Action item A:
In the recipe, why are you told to leave 1 teaspoon of bacon drippings in the pan? Explain in one to three sentences.
Action item B:
How many servings does the recipe make?
Action item C:
Repeat the part of the recipe between "1. To prepare" and "Remove from heat.", inclusive.

Becky Luigart-Stayner
Yield 16 servings (serving size: about 1 1/3 cups)
Although this pleasantly wilted salad is best made shortly before serving, you can prepare and chill the vinaigrette up to a day in advance; microwave at HIGH for 30 seconds and stir well before tossing with the salad ingredients.


  • Vinaigrette:
  • 4 bacon slices
  • 1/4 cup cider vinegar
  • 1/4 cup rice vinegar
  • 2 tablespoons honey
  • 2 teaspoons Dijon mustard
  • 1/4 teaspoon salt
  • 1/8 teaspoon freshly ground black pepper
  • Salad:
  • 1/3 cup thinly vertically sliced red onion
  • 2 large ripe Bartlett pears, cored and cut lengthwise into 1/4-inch-thick slices (about 3 cups)
  • 1 (10-ounce) package fresh spinach

Nutrition Information

  • calories 41
  • caloriesfromfat 22 %
  • fat 1 g
  • satfat 0.3 g
  • monofat 0.4 g
  • polyfat 0.1 g
  • protein 1.2 g
  • carbohydrate 7.2 g
  • fiber 1.3 g
  • cholesterol 2 mg
  • iron 0.7 mg
  • sodium 103 mg
  • calcium 21 mg

How to Make It

  1. To prepare vinaigrette, cook bacon in a medium nonstick skillet over medium heat until crisp. Remove bacon from pan, reserving 1 teaspoon drippings in pan. Crumble bacon; set aside. Add vinegars, honey, mustard, salt, and pepper to drippings in pan, stirring with a whisk; bring to a boil. Remove from heat.

  2. To prepare salad, combine onion, pears, spinach, and bacon in a large bowl. Drizzle with vinaigrette, and toss gently to coat.

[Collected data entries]
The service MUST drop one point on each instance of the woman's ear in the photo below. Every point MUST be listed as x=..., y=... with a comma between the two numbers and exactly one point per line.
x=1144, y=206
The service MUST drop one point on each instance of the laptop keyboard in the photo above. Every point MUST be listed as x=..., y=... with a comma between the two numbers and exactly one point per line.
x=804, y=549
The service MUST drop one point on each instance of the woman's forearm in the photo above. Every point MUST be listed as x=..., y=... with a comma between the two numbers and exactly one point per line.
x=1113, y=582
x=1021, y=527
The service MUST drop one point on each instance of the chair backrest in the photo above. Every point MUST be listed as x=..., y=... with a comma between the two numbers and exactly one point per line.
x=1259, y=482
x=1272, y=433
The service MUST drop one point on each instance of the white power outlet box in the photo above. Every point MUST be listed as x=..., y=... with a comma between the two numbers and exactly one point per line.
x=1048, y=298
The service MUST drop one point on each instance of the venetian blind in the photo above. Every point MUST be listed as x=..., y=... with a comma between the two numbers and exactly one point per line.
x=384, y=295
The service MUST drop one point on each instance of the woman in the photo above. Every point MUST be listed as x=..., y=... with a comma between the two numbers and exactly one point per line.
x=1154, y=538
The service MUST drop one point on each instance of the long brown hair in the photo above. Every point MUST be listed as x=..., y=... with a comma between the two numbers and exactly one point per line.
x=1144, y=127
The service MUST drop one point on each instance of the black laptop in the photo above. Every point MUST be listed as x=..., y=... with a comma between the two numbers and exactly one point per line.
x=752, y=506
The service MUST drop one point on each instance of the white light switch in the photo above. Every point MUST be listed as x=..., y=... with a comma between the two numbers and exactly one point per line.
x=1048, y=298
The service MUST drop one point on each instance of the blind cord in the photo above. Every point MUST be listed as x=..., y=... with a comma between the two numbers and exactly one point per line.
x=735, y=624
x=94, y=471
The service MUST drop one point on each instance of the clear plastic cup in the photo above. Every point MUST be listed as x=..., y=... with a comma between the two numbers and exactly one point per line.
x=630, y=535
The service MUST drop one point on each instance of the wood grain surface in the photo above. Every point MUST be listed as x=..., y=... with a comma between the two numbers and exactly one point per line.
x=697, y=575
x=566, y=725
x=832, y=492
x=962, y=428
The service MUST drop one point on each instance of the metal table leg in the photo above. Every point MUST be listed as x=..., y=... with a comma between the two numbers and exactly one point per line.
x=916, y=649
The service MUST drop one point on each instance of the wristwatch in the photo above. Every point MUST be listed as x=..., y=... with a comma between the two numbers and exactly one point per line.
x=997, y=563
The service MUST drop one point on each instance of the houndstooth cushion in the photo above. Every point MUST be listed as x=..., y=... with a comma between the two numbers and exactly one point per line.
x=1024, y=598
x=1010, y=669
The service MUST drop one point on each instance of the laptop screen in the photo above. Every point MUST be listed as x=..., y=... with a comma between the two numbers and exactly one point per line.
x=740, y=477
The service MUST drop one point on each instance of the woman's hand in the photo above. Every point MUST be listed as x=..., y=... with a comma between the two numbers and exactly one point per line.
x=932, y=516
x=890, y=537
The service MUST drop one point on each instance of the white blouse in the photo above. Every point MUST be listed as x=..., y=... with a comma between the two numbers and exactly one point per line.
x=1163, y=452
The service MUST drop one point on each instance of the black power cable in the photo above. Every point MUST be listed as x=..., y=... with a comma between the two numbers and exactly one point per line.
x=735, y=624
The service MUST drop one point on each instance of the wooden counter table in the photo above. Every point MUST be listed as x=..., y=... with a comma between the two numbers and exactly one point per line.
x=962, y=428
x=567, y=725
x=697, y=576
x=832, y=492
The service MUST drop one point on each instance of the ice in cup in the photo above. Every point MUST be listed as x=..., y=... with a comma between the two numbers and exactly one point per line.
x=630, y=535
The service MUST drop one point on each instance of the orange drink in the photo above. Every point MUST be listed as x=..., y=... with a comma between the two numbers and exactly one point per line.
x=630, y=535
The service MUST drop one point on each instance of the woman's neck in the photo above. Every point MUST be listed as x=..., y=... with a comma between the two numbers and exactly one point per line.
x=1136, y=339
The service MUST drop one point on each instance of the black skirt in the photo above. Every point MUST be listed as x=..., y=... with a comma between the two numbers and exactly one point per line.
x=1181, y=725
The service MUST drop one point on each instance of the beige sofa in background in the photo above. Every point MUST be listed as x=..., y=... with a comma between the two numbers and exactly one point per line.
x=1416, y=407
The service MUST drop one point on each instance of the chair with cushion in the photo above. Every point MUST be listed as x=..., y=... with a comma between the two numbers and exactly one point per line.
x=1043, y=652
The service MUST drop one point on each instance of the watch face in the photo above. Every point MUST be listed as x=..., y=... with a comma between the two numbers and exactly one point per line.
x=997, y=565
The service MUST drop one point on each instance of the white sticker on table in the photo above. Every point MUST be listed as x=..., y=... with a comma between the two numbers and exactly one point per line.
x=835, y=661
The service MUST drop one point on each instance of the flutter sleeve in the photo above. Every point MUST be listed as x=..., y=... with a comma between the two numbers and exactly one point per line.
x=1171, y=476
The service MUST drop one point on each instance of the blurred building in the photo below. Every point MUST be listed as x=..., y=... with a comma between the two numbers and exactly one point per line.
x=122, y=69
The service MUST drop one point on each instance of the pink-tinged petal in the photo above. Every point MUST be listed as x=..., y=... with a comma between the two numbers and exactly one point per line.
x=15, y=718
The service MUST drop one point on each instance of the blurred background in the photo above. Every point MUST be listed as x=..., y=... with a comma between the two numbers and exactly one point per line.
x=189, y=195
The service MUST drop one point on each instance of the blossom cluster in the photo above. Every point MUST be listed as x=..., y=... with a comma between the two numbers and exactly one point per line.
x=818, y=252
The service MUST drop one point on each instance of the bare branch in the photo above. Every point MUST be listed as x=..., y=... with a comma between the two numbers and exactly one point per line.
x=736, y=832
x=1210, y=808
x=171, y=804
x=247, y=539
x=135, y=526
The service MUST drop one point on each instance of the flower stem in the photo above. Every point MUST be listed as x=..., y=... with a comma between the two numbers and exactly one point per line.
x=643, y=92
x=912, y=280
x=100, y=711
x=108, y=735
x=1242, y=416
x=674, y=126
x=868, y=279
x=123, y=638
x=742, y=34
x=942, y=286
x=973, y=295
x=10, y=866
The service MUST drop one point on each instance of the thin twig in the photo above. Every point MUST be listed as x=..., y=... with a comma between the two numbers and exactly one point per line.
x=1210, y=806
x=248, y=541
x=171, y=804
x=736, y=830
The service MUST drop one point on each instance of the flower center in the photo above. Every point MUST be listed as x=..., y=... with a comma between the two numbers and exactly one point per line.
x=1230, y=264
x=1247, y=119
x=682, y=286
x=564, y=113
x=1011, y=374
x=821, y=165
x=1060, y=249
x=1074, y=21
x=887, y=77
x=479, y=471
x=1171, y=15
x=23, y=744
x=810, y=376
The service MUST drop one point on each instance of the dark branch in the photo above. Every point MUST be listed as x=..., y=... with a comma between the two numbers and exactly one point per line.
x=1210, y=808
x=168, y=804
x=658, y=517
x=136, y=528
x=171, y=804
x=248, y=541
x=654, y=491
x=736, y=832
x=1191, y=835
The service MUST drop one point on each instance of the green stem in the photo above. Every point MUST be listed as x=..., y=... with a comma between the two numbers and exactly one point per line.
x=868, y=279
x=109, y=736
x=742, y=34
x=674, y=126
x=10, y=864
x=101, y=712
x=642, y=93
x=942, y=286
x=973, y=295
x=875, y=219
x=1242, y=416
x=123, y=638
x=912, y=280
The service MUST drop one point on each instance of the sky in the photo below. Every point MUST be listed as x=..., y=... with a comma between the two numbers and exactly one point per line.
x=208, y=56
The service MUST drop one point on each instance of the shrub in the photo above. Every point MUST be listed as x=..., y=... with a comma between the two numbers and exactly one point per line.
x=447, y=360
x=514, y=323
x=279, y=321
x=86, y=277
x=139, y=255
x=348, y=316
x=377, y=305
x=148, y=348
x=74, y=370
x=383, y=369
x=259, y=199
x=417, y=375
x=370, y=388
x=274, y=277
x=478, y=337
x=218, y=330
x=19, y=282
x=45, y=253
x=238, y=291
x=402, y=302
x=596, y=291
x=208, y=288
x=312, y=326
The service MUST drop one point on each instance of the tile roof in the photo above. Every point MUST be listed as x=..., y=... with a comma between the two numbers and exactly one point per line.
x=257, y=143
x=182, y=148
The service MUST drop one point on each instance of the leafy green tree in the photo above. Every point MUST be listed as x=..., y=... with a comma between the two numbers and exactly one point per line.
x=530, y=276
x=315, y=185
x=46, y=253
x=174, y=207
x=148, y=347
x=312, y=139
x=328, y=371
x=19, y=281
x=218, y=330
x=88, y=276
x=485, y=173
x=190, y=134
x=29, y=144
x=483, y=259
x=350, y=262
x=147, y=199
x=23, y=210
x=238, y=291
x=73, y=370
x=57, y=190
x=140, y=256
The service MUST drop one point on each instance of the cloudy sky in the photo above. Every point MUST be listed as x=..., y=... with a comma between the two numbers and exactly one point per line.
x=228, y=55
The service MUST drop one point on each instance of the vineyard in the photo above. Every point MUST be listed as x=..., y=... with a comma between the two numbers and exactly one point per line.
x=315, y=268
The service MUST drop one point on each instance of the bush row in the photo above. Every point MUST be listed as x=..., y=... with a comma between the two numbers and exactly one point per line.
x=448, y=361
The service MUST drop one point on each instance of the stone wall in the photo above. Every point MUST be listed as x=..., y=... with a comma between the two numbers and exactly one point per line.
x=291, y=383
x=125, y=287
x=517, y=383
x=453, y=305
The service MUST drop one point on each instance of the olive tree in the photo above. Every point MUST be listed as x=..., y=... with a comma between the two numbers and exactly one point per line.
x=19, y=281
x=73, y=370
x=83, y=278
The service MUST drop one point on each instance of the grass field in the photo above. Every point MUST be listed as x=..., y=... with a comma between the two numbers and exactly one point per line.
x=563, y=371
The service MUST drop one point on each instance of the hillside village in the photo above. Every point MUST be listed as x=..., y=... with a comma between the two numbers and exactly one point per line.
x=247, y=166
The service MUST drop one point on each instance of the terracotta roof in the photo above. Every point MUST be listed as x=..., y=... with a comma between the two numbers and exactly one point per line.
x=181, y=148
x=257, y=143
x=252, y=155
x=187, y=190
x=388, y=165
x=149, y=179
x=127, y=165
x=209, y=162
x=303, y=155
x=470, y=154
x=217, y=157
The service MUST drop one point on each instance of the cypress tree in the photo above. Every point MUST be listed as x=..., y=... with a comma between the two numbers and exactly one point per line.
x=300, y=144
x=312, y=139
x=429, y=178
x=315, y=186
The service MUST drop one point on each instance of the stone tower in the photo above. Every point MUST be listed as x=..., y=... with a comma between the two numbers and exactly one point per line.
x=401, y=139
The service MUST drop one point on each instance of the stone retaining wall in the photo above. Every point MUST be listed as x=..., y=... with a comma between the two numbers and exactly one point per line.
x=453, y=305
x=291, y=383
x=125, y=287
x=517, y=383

Expected output A:
The drippings become the base of the vinaigrette. The vinegars, honey, mustard, salt, and pepper are whisked into them in the pan and brought to a boil.

Expected output B:
It makes 16 servings of about 1 1/3 cups each.

Expected output C:
1. To prepare vinaigrette, cook bacon in a medium nonstick skillet over medium heat until crisp. Remove bacon from pan, reserving 1 teaspoon drippings in pan. Crumble bacon; set aside. Add vinegars, honey, mustard, salt, and pepper to drippings in pan, stirring with a whisk; bring to a boil. Remove from heat.